# My Au solution is dropping while on the hot pad



## bklopsy (Feb 2, 2010)

Finally 

After having the most diffilcult time as a Noob,three boilings, multiple filterings, lots of Urea and lots of precipitant, the eye candy is dropping as I type. The question is do I take it off the heat now (7:55 EST). It has reduced about a quarter in volume from when I started boiling it about an hour ago. The complete solution is dark brown and under slight boil 

Looking for suggestions


----------



## Oz (Feb 2, 2010)

Cut back the heat to the point that your brown gold powder will settle and test the solution with stannic acid to be sure it is barren of gold.


----------



## bklopsy (Feb 2, 2010)

Done

brooks


----------



## jimdoc (Feb 2, 2010)

Please keep all your post on same subject in one. It makes things way too confusing. 
Jim


----------



## bklopsy (Feb 2, 2010)

Done, I will refer others to this post


----------



## Oz (Feb 2, 2010)

Ok, everyone heard it, this is now the official “Brooks” post. I was getting dizzy.


----------



## bklopsy (Feb 2, 2010)

I just turned heat to lowest setting (electrical) and stirred solution. While stirring there was alof of fizzing going on. Please advise

brooks


----------



## Barren Realms 007 (Feb 2, 2010)

Are you 100% positive about that OZ? :twisted:


----------



## Oz (Feb 2, 2010)

That sounds like you still have an oxidizer in there, but let it settle and test the solution with stannic acid. As Harold likes to say “stannic becomes your eyes into your solution”. Even those with great experience test their solutions to be sure they are barren.

▶ **INFORMATION PROVIDED**
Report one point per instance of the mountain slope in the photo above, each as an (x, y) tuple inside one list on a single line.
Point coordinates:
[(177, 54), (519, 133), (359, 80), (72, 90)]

▶ **WHAT THE TASK ASKS**
Translate this sentence from the gold-refining thread into Spanish: "Cut back the heat to the point that your brown gold powder will settle and test the solution with stannic acid to be sure it is barren of gold." The lines are material of their own, apart from the gold-refining thread.

▶ **TASK ANSWER**
Baja el fuego hasta el punto en que tu polvo de oro marrón se asiente y prueba la solución con ácido estánnico para asegurarte de que no le queda oro.